#### SOURCE TEXT:
● ● ● ● ●

JL: Of course, it was invented to protect the artist. And the second that law was established, the corporations drew up new contracts requiring artists to sign over their copyrights. So the corporations are wielding the copyrights, to horrible effect, giving them a bad name, but without them it'd be a step backwards. That being said, copyright is no longer serving its stated purpose, to encourage the creation of new works. It's making the creation of new works illegal. As far as morality is concerned, if you're sampling something obscure, it's good form to list the sample. Well, that's the weird thing about music, it resists all analysis, there's no room for an audio footnote, you can't stop the music to include a voiceover pointing out where everything you're hearing is from.

PS: That'd be pretty funny.

JL: Pretty... pretty anal. You can be loud about it, you can be open about sharing where your sources come from with those who are interested.

(music clip: Wild Why Parts 26 & 27 from 'Wild Why')

PS: Have you ever had feedback from anyone you've mulched?

JL: Yeah, Anton Batagov, the performer of 'Vingt Regards', the Messiaen piece that I cover at the end of 'Regards', I mailed him a copy, and he, uh, he liked it. So that made me quite happy, as I'm a huge fan of his work. Friends, I record their playing, and they respond.

PS: That's fairly flattering and safe, for them.

JL: I'm certainly not strictly a sampling artist specializing in creating work entirely from other people's finished, released works. I manipulate pre-recordings, is all, don't matter to me sometimes where they come from, as long as the result coheres. You shouldn't always get too bound up in the meanings and histories attached to the sounds to the point that the piece depends on knowledge of them to sustain it, I mean, the history is important, and you're responsible to anything you utilize in your own work, but to the degree that the connections are extra-musical, it's not a stable ground to stand your piece on.

PS: The live aspect seems to be something that you emphasize in various releases, and it certainly comes out of the radio performances, there's a giant list of radio performances you've been involved in. Why such a profound interest in live, immediate things?

JL: I guess in the early 90's it was occuring to me that I felt a bit dwarfed by my influences, I was all young and feeling the whole weight of musical history weigh against any attempt to find and trust my own voice. There's certainly a long history of live performance in my micro-field as well, but it does seem to be a field I'm comfortable in. Even when I was growing up, electronic music was still pretty much stuck in the studio, the tools were still fairly rudimentary. But by now, a piece like 'Poeme Electronique' that required months of backbreaking studio composition to realize: all of the transformations that are contained in that piece, technology has made available to improvisers in real time, no latency. There's new expressive potential to try out, the sounds that seemed cold and inhuman fifty years ago have become quite human. And Oswald doesn't consider Plunderphonics a music for performance, there are only a couple of pieces that exist in rudimentary performance editions.

PS: Are they just playback?

JL: Most of them are just playback, there are a couple pieces where elements are transcibed to samplers, there's a version of "Seventh" for sampling keyboard, but most of the time it's the noble tradition of tape music. [note added april 03: Oswald's 'Spinvolver' sure sounds interesting, though!] Even Negativland, when they play out live, the accent isn't on improvising. Don will take all the tapes he painstakingly edited together for the record, separate the pieces back onto individual tapes, and then physically execute the same sequence of clips from separate tape decks, using the studio version as a score.

● ● ● ● ●

#### Pointing and labeling records:

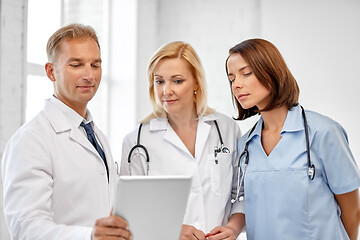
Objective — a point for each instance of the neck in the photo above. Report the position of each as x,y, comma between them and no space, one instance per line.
184,120
274,119
80,109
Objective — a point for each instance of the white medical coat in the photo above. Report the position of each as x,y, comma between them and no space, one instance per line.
209,199
55,182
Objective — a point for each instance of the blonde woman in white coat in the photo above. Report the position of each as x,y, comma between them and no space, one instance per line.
181,135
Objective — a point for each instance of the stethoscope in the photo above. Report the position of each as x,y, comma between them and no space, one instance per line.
245,153
217,149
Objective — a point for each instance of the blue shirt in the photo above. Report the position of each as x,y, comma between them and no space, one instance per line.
281,202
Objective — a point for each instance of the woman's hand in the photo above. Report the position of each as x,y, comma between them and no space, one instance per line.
221,232
111,227
191,233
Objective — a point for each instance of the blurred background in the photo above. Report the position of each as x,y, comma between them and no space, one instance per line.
318,39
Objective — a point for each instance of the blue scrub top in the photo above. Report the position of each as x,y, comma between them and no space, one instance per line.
281,202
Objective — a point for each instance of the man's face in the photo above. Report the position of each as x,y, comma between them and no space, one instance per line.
77,72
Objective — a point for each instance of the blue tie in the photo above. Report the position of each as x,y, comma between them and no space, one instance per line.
92,139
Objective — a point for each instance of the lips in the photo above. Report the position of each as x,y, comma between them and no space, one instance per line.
241,97
169,101
85,87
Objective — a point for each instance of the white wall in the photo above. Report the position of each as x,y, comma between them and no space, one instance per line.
318,39
320,42
12,78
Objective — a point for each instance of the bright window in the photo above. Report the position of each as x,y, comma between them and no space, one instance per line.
44,18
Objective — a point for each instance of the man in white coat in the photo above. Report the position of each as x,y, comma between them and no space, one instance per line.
57,169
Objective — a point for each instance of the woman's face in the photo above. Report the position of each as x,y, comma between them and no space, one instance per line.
174,85
246,88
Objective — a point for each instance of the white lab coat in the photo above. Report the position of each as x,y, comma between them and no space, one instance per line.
55,182
209,199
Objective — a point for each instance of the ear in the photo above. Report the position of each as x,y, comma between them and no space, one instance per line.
196,86
49,69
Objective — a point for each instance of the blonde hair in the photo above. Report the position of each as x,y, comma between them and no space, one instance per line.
182,50
72,31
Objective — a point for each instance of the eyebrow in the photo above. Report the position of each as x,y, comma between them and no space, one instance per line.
80,59
176,75
243,68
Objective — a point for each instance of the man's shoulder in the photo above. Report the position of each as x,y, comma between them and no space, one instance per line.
36,127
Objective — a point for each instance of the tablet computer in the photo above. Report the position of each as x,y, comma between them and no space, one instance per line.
154,206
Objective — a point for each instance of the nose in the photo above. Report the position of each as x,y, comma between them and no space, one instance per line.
238,82
167,89
89,73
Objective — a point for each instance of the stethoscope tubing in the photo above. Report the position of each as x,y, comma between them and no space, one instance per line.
222,148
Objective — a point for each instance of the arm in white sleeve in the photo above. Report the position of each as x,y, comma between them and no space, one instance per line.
28,189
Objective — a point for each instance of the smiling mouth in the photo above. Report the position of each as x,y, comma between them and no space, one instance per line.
169,101
242,96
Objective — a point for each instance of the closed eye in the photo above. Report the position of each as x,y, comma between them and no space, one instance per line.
158,81
178,81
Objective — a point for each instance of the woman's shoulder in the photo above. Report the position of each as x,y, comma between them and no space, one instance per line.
222,117
320,122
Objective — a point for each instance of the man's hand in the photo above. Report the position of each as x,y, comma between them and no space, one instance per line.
221,232
111,227
190,233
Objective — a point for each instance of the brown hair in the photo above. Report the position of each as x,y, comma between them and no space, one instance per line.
271,70
72,31
182,50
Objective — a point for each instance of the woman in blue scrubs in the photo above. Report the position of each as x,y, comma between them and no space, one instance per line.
282,200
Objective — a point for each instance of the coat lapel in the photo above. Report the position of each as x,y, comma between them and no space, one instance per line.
60,125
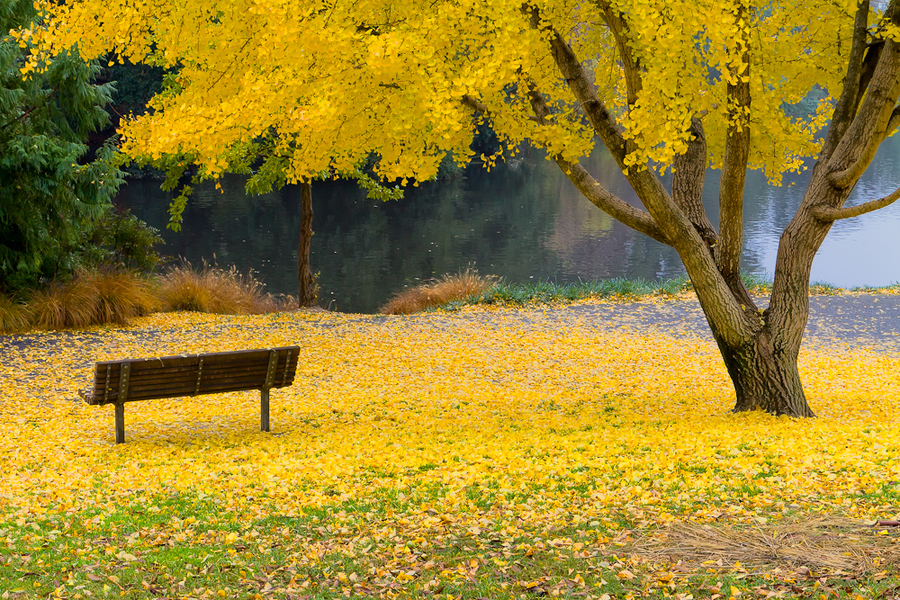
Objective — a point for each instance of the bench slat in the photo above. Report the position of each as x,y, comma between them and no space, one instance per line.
129,380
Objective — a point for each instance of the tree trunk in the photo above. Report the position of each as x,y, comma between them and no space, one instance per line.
765,377
307,295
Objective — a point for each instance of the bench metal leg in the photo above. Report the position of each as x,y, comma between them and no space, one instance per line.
264,410
120,423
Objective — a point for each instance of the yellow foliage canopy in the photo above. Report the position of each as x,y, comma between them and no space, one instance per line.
332,80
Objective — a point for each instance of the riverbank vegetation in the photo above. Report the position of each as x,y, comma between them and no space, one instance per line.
446,455
115,296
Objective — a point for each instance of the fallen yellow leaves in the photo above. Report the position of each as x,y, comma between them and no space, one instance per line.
511,429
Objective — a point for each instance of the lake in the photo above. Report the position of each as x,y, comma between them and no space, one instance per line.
522,221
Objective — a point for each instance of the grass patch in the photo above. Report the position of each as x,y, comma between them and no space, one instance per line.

● ● ● ● ●

#### EXERCISE DESCRIPTION:
Answer these questions from the interview above:
1. Who is the performer of 'Vingt Regards' that JL mailed a copy to?
2. Which piece required months of backbreaking studio composition to realize?
3. When Don plays live, what does he use as a score?

#### TASK RESULT:
1. Anton Batagov
2. 'Poeme Electronique'
3. The studio version